## Excerpt provided:
August 23, 2010
COLLEGE PARK, Md. For nearly 45 years, the Rev. Elizabeth A. Platz has served here at the University of Maryland (UM), quietly influencing generations of Lutheran students to remain active in the church and in service to others. Those whose lives she has touched speak highly of Platz's influence on them, her dedication to the church and some wonderful home-cooked meals she serves to hungry college students.
In 1970 the Lutheran Church in America (LCA) ordained Platz at UM's Memorial Chapel, where she serves today. Platz, the first woman ordained a Lutheran pastor in North America, has served her entire ministry as UM Lutheran campus pastor. On Nov. 22 this year, the Evangelical Lutheran Church in America (ELCA) will mark the 40th anniversary of her ordination.
Before she was ordained Platz served five years as assistant Lutheran chaplain at the university, after earning a bachelor of divinity at the Lutheran Theological Seminary at Gettysburg (LTSG), an ELCA seminary in Gettysburg, Pa. Looking back, Platz, a native of Pittsburgh, said she couldn't have imagined becoming ordained.
"I came to it slowly," she said. "Never underestimate the persistence of God."
It was her academic interest in theology that brought Platz to the seminary, after which she thought she would teach or serve as a Christian educator. People such as the Rev. Eric W. Gritsch, now retired LTSG professor, and the Rev. Donald R. Heiges, LTSG president, prepared her way toward ordination, she said. What finally brought Platz to become a candidate for ordination was the call to serve as a "steward of the Holy Mysteries," the Eucharist or Holy Communion.
"That's why I finally came to being called to the ministry," Platz said. "The pastor is an instrument. The pastor's I-ness' is to be put aside
for the total focus is on the altar and the cross." Forty years later, she is still overwhelmed when the Communion liturgy begins. Celebrating the Sacrament of Holy Communion and preaching the Word of God remains her calling.
Others see that quality in Platz. "What she brings to the church is the notion of church leadership as servanthood both a servant of the gospel and the people of the church in little practical ways and in larger ways," said the Rev. Richard H. Graham, bishop of the ELCA Washington, D.C., Synod, and a longtime friend of Platz's. She also embraces and upholds a variety of worships styles, he said.
Graham said Platz has been "a faithful and good example" to those whom she serves. Anyone who has ever been around Platz knows she loves to cook for others, he said. She provides a home-cooked meal for Lutheran students at the university nearly every Tuesday.
That was one of many qualities that Veronica Weber, Middletown, Md., remembers from her years at the university and at the Lutheran Campus Ministry there.

## Supplied entries:

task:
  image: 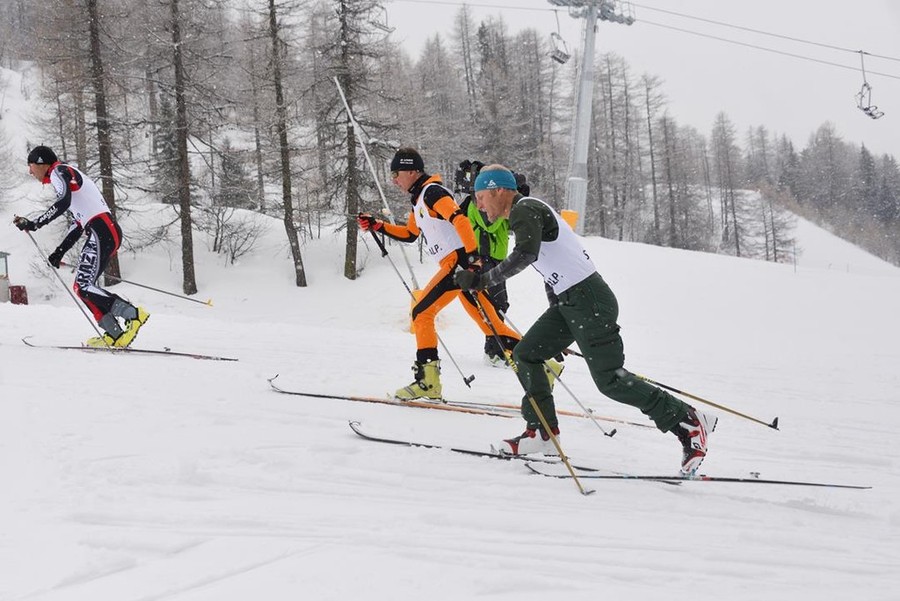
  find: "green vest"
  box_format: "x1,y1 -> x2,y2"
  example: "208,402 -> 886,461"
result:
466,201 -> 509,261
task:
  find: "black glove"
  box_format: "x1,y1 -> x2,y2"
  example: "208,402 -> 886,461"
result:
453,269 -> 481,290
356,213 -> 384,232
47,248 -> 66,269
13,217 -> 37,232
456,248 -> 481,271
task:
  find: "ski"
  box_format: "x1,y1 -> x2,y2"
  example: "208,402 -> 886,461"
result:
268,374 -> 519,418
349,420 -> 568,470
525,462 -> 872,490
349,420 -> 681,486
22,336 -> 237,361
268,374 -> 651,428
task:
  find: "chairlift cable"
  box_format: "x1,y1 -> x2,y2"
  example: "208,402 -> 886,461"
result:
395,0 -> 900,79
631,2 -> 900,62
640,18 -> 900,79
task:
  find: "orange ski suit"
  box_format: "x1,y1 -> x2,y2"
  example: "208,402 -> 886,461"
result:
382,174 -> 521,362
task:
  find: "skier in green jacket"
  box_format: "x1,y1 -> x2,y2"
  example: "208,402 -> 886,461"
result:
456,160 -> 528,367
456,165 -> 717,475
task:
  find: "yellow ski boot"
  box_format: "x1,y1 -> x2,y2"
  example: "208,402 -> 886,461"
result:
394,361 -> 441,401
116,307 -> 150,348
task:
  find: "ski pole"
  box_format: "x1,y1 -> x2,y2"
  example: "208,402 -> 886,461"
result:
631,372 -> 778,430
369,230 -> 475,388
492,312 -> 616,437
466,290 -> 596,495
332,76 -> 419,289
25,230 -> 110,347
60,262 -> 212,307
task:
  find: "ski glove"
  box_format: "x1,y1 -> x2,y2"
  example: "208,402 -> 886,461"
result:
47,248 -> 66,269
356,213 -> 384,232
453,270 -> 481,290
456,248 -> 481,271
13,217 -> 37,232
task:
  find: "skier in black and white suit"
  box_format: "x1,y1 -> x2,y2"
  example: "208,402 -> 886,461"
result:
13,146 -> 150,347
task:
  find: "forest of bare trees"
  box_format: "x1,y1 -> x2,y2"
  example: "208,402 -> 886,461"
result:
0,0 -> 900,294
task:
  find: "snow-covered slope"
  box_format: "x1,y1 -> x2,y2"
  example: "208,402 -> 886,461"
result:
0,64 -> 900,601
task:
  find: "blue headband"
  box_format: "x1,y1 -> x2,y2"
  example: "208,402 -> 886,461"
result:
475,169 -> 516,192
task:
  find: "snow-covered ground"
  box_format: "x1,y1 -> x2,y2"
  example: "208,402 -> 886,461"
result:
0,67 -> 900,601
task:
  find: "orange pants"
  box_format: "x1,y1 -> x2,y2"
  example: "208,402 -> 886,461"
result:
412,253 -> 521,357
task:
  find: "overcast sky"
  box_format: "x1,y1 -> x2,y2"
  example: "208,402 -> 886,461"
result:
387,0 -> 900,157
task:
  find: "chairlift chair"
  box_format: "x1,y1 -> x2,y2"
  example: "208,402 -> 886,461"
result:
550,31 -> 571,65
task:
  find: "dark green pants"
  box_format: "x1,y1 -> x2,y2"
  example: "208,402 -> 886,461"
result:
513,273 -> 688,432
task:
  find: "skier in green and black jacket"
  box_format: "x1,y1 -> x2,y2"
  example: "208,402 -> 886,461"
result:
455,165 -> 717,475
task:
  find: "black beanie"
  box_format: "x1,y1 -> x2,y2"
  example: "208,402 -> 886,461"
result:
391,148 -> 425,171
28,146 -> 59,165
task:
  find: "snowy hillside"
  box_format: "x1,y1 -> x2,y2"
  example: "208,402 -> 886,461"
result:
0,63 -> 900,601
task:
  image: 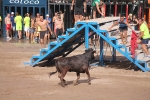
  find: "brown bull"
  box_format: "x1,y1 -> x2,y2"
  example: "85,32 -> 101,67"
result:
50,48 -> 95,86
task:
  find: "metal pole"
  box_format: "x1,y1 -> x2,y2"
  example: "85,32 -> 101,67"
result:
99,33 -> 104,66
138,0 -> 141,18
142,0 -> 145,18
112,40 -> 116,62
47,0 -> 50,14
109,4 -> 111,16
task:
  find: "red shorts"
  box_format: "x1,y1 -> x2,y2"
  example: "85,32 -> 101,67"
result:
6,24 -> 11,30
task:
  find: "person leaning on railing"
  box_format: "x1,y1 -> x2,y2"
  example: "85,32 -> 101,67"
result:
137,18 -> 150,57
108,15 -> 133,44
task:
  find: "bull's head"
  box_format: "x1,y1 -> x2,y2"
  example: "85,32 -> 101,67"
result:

## Tasks to complete:
1. Answer these questions about the article on the Rev. Elizabeth A. Platz.
(a) In what year was Platz ordained, and in which building?
(b) What degree did she earn, and at which seminary?
(c) On which day of the week does she usually serve a home-cooked meal to Lutheran students?
2. Carry the article about the Rev. Elizabeth A. Platz forward, starting right after its final sentence.

## Task-by-task answers:
1.
(a) She was ordained in 1970 at the University of Maryland's Memorial Chapel.
(b) She earned a bachelor of divinity at the Lutheran Theological Seminary at Gettysburg.
(c) She serves the meal nearly every Tuesday.

2.
"One of the wonderful things was how she opened up her home to us," said Weber. "We were just welcome there. She cooked wonderful meals for us."
When Weber graduated in 2006, she recalled how Platz blessed and sent the Lutheran students to the next stage of their lives, a longtime tradition Platz celebrates with them every spring. She presents each student a card with a personalized message. "I still have mine," Weber said.
Weber is one of 10 former UM Lutheran Campus Ministry students who have studied to become pastors during Platz's tenure. Weber, a student at Luther seminary, an ELCA seminary in St. Paul, Minn., was an intern pastor this summer at Advent Lutheran Church, Boca Raton, Fla. Platz's leadership and her truth-telling preaching meant a lot to Weber when she was a college student.
"Beth never sugar-coated life. She helped us to be grounded in what was real. She strengthened our faith by letting us know it would be tested," Weber said.
Nick Asendorf, who was president of the Lutheran Student Association at Maryland this past academic year, said it's the passion Platz brings to her calling, her love for the students and her calm demeanor that are among her finest qualities.
"She has spent 40 years devoting her life to the Lutheran ministry at the University of Maryland," he said. "Countless times, she tells us it's the students who make her job worthwhile. She truly cares for every student."
Platz was married in 1988 to the Rev. Wofford K. Smith, an Episcopal Church pastor. Smith died less than two years later from cancer. Platz remained at Maryland, and said one of the reasons for that is the energy she gets from interacting with students.
"My congregation keeps changing," she said. "To be able to be with young people and watch them change over four years and mature it's exciting." Platz said that one of her most important roles as a campus pastor is to see that when the students leave the university "they are engaged and active Lutherans."
While in school UM Lutheran Campus Ministry students sponsor two after-school programs. Each week on Wednesday during the academic year, some 30 student volunteers tutor children at La Sagrada Familia, a ministry serving Salvadoran refugees in nearby Langley Park, Md. On Fridays, through a partnership with a Langley Park elementary school, the Lutheran Campus Ministry students bring about 20 at-risk children to Hope Lutheran Church, College Park. Each child is matched with a university student, each of whom helps the elementary school students with math and reading.
"I made sure I didn't have any Friday classes," Weber said of the Hope Lutheran ministry. "It was the most amazing thing."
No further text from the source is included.